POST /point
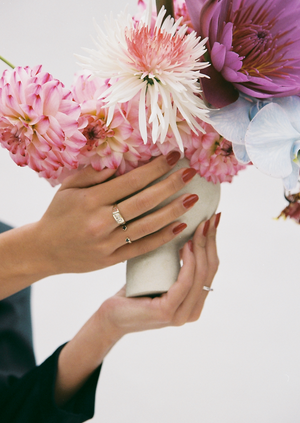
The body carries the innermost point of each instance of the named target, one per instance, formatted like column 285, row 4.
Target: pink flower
column 212, row 156
column 180, row 11
column 253, row 47
column 117, row 145
column 39, row 121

++++++++++

Exercise goal: Repeat, character for character, the lines from the one that holds "The body carries" to the final line of the material, inclusive, and no other lines.

Problem solution:
The body carries the innermost point of each instance of the named target, one per instance, formatted like column 285, row 4.
Target: pink flower
column 212, row 156
column 180, row 11
column 253, row 47
column 117, row 145
column 39, row 121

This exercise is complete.